**DIRECTIONS:**
Could you output exactly the lines from the one containing "Reviewer note: confirm that each instance of the goose wing" through the end of the records below, and nothing more?

===============

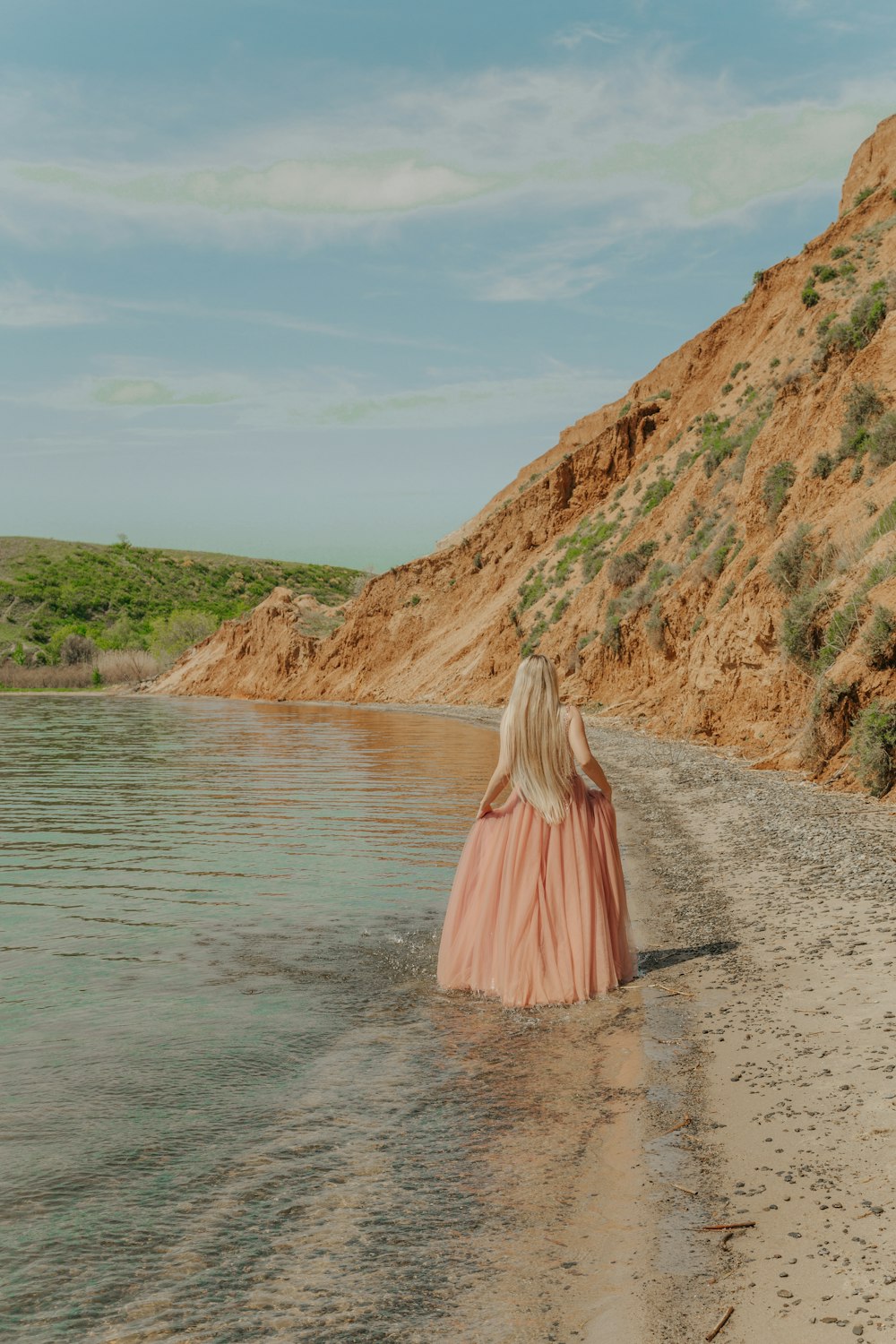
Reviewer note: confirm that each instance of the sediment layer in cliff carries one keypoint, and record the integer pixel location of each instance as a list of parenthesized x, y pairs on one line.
[(711, 553)]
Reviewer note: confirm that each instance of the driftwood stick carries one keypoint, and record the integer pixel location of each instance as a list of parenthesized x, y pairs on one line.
[(715, 1330), (724, 1228), (680, 1125)]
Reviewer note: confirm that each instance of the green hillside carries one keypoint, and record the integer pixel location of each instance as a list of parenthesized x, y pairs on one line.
[(126, 596)]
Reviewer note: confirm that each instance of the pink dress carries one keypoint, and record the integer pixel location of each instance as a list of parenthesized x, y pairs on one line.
[(538, 913)]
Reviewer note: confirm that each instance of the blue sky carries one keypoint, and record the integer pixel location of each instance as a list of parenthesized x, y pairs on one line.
[(314, 280)]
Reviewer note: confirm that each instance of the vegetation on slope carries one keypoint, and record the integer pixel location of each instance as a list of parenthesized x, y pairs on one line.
[(132, 597)]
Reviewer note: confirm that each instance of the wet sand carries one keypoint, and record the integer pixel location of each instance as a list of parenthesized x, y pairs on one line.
[(763, 1023)]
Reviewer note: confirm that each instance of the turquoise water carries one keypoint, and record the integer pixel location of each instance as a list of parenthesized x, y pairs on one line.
[(236, 1105)]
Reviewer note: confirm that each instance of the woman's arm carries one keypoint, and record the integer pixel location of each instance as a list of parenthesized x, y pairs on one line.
[(495, 785), (582, 752)]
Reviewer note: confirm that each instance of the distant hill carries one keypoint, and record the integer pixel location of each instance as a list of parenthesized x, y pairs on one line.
[(711, 556), (125, 596)]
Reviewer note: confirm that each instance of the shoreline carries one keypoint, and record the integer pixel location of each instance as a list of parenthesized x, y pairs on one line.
[(766, 1013), (763, 1013)]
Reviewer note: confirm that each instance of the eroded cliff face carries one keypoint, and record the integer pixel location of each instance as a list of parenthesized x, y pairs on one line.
[(707, 554)]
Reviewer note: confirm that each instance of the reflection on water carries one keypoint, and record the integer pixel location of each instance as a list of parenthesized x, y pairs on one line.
[(237, 1107)]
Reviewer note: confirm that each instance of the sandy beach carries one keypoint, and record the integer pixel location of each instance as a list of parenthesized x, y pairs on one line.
[(766, 1088)]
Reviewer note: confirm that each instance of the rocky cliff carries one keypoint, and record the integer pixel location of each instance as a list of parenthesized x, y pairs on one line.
[(715, 553)]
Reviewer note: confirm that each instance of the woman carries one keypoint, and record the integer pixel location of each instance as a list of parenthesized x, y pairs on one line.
[(538, 910)]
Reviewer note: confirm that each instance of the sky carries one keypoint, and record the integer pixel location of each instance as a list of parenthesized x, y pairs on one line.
[(312, 280)]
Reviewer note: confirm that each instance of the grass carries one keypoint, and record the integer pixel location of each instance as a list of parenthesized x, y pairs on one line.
[(794, 561), (121, 596), (627, 567), (864, 319), (587, 545), (718, 558), (656, 492), (879, 639), (775, 488), (882, 441), (801, 632), (872, 746), (885, 523)]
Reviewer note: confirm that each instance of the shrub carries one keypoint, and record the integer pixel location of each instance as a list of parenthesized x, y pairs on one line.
[(13, 676), (625, 569), (872, 746), (885, 523), (180, 631), (775, 488), (864, 319), (831, 711), (77, 648), (863, 405), (841, 629), (559, 609), (718, 558), (880, 639), (716, 444), (611, 634), (794, 561), (532, 591), (120, 667), (533, 639), (654, 626), (801, 634), (882, 441), (823, 273), (656, 492)]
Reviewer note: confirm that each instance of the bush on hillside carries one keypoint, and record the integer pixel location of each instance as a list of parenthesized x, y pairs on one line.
[(866, 316), (882, 441), (794, 562), (172, 634), (626, 569), (872, 746), (801, 629), (831, 717), (77, 648), (880, 639), (775, 488)]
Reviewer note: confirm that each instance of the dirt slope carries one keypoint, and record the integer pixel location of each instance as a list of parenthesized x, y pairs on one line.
[(643, 551)]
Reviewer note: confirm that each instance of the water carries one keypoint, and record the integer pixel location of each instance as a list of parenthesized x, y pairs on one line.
[(234, 1104)]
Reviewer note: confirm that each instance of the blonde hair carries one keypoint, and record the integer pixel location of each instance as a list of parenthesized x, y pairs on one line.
[(535, 749)]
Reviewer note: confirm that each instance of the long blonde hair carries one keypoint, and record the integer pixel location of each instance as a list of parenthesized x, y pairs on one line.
[(535, 750)]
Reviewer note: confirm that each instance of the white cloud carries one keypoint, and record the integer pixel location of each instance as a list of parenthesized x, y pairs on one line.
[(23, 306), (559, 392), (676, 150), (579, 32)]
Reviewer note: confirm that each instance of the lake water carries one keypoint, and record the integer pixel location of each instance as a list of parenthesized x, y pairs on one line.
[(236, 1105)]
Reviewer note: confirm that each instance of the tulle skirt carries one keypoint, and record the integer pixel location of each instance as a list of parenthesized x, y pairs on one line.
[(538, 913)]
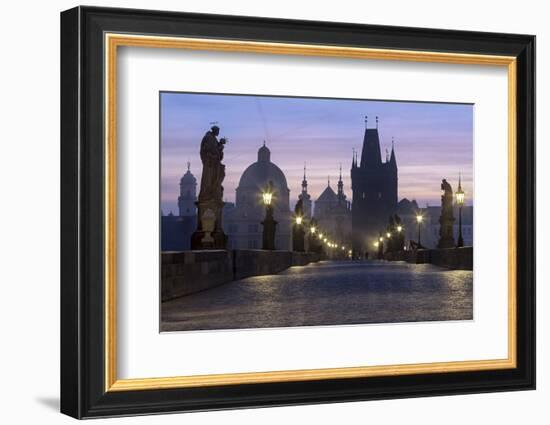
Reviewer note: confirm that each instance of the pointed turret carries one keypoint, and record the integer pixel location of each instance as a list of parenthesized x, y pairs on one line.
[(370, 154), (304, 181), (393, 161), (341, 196)]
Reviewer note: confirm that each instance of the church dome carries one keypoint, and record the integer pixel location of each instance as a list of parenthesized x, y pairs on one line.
[(188, 177), (256, 178), (263, 171), (328, 195)]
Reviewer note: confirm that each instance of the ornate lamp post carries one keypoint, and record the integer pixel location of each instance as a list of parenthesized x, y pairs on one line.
[(269, 222), (419, 219), (311, 236), (299, 234), (460, 203)]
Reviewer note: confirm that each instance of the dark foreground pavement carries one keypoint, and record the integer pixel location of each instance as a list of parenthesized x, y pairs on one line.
[(327, 293)]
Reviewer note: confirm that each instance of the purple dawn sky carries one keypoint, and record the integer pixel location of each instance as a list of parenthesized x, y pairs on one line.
[(432, 141)]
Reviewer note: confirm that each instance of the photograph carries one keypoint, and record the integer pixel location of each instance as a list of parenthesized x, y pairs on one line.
[(280, 211)]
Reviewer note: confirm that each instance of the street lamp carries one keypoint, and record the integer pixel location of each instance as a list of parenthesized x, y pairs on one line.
[(460, 202), (269, 222), (419, 219)]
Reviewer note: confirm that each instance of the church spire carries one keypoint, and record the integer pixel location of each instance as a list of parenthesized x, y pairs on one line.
[(341, 196), (304, 181), (393, 161)]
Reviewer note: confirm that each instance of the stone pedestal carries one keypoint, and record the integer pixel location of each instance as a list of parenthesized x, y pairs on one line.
[(209, 233), (268, 240)]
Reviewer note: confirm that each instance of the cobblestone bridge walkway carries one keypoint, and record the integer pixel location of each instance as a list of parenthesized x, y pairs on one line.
[(327, 293)]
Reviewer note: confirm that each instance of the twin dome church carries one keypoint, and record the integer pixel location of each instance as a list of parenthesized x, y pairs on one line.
[(352, 223)]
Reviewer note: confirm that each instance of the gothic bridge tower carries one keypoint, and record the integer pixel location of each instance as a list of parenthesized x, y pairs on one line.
[(374, 186)]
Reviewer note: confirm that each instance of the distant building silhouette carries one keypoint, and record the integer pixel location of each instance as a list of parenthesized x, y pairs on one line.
[(188, 194), (176, 230), (333, 213), (374, 185), (305, 197), (243, 222)]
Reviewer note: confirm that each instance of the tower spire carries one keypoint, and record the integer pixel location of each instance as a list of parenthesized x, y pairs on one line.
[(341, 196), (393, 161), (304, 181)]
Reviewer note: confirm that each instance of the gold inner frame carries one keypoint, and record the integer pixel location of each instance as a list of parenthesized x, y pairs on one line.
[(113, 41)]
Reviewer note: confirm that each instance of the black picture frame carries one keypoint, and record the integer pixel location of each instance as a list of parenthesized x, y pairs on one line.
[(83, 392)]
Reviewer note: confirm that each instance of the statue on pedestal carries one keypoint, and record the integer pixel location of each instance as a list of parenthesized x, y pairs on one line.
[(209, 233), (446, 220)]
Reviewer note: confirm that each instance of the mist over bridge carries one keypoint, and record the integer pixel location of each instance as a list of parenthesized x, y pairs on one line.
[(327, 293)]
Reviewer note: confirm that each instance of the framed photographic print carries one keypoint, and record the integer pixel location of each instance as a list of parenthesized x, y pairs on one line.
[(261, 212)]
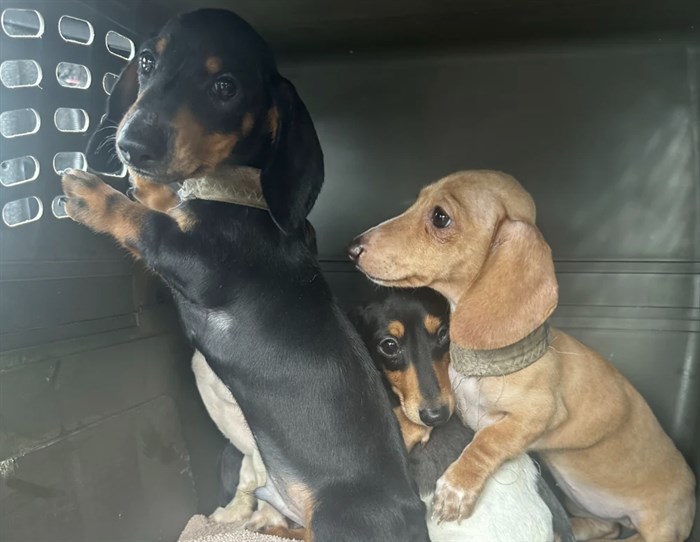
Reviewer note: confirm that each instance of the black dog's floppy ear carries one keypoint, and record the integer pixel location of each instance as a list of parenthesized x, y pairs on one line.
[(101, 152), (292, 177)]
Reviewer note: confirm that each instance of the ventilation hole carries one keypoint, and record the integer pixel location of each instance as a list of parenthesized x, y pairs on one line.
[(69, 160), (119, 173), (20, 73), (19, 122), (73, 75), (18, 170), (70, 119), (22, 211), (74, 30), (119, 45), (58, 207), (22, 23), (108, 82)]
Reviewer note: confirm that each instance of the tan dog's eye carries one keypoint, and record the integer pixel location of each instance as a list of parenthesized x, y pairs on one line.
[(443, 335), (146, 63), (440, 218)]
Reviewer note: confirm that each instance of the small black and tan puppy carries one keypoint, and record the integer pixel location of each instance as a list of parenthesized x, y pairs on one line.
[(202, 95), (406, 332)]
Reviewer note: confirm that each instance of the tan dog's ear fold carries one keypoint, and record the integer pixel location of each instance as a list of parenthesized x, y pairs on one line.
[(516, 291)]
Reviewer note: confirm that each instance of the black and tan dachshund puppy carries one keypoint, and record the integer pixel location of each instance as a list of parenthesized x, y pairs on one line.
[(205, 93), (406, 332)]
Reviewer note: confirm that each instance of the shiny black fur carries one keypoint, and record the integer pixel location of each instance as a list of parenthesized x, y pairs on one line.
[(253, 300)]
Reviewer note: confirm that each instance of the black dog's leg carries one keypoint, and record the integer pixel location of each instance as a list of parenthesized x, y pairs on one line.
[(140, 230)]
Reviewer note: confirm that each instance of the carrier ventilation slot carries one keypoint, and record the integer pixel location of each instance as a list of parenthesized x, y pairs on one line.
[(74, 30), (18, 170), (72, 75), (69, 160), (22, 211), (20, 73), (22, 23), (71, 119), (119, 45), (19, 122)]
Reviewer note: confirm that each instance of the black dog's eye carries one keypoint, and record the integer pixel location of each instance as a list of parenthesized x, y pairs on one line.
[(224, 87), (440, 218), (389, 347), (443, 335), (146, 63)]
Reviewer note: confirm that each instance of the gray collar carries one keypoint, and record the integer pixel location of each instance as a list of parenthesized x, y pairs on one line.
[(501, 361), (239, 185)]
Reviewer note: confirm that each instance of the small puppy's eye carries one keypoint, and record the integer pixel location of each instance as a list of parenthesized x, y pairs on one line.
[(389, 348), (443, 335), (440, 218), (146, 63), (224, 87)]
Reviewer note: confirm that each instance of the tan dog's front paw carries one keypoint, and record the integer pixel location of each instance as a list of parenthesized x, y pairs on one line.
[(88, 198), (454, 500), (238, 513), (266, 517)]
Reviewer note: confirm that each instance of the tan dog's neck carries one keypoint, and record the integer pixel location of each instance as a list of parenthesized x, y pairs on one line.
[(501, 361), (515, 292)]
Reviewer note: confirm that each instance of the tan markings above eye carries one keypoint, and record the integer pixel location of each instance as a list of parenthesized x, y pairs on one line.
[(213, 65), (432, 323), (396, 329), (161, 44)]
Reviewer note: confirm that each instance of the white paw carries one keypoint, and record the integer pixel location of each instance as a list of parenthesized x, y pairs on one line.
[(238, 513), (264, 518)]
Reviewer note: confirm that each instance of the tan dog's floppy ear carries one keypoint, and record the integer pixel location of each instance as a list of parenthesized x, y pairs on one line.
[(101, 152), (516, 290)]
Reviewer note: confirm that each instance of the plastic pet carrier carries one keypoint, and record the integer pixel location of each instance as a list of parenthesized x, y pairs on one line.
[(593, 106)]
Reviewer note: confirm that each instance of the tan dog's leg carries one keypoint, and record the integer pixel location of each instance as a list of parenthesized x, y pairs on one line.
[(265, 517), (412, 432), (459, 487), (594, 529), (242, 505)]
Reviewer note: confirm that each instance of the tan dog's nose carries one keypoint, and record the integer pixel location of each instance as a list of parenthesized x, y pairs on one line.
[(355, 248)]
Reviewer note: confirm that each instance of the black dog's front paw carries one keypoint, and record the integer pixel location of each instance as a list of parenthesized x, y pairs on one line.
[(89, 200)]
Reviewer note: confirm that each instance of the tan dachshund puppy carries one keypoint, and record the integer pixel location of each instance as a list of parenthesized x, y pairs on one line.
[(522, 385)]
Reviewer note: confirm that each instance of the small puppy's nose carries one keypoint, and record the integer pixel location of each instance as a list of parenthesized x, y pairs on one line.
[(355, 249), (142, 154), (434, 416)]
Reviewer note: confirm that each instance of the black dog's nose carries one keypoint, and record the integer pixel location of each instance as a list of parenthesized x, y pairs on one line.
[(142, 154), (355, 249), (434, 416)]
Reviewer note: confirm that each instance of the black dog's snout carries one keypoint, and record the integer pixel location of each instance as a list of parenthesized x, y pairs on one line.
[(434, 416), (355, 249), (143, 143)]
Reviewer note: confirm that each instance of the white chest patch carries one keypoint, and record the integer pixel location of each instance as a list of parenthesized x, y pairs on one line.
[(222, 406)]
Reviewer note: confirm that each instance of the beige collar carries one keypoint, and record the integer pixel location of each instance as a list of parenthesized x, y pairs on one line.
[(239, 185), (501, 361)]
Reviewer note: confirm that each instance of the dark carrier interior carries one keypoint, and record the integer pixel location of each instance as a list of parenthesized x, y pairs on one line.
[(593, 106)]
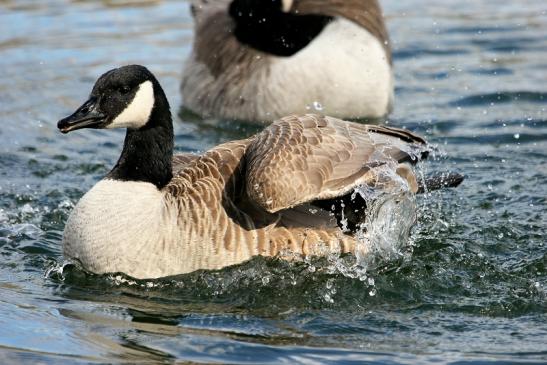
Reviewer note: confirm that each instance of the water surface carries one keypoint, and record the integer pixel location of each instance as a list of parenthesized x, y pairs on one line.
[(470, 287)]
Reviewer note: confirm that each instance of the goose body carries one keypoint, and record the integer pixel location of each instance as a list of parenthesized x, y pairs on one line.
[(157, 215), (344, 71)]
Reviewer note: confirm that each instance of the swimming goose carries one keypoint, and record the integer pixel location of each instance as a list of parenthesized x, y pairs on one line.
[(261, 60), (155, 214)]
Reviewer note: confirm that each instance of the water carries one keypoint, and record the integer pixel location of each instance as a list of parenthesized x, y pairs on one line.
[(471, 286)]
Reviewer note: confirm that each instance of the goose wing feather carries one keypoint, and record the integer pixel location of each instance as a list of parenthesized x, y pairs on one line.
[(299, 159)]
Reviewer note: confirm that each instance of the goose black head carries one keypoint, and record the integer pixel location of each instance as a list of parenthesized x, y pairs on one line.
[(121, 98)]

===============

**RESULT BELOW:**
Reviewer note: confirm that each instance of the goose wing feather carries one keypoint, and record the integer pixel location of each instance as a list of parenthesized x, y pairs on one line.
[(299, 159)]
Reviewer note: confirm that each instance of the goose black head carries one keypoint, and record the integer pixel location of each instance as a list of parenthesized x, y pairs on one line.
[(121, 98)]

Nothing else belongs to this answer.